Items from a dataset:
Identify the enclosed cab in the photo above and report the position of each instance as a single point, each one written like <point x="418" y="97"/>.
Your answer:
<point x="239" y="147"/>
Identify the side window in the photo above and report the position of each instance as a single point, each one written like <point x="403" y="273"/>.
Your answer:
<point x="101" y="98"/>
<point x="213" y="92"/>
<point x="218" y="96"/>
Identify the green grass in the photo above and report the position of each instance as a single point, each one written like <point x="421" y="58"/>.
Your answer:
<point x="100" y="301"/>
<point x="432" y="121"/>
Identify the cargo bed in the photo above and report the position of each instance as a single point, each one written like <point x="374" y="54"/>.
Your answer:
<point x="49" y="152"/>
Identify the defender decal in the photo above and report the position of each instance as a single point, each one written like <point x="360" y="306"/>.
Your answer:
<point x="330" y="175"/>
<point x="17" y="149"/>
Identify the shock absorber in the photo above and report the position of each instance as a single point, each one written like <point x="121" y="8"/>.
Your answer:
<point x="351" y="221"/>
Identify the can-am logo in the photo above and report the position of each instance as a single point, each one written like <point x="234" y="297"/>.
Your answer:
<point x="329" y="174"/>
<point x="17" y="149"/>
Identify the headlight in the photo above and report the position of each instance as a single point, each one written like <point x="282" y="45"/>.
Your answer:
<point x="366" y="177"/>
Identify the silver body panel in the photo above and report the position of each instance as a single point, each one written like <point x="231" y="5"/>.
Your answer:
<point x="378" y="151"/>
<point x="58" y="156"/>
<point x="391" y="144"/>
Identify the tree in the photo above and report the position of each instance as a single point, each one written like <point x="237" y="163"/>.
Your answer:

● **What this task involves**: Rewrite everything from the line containing "Identify the tree" down to the end of the entries, substituting "bush" for "tree" and leaving all else unchanged.

● **Answer for this exercise**:
Identify the bush in the photo above and report the position of each instance as a single point, each one written like <point x="237" y="163"/>.
Your answer:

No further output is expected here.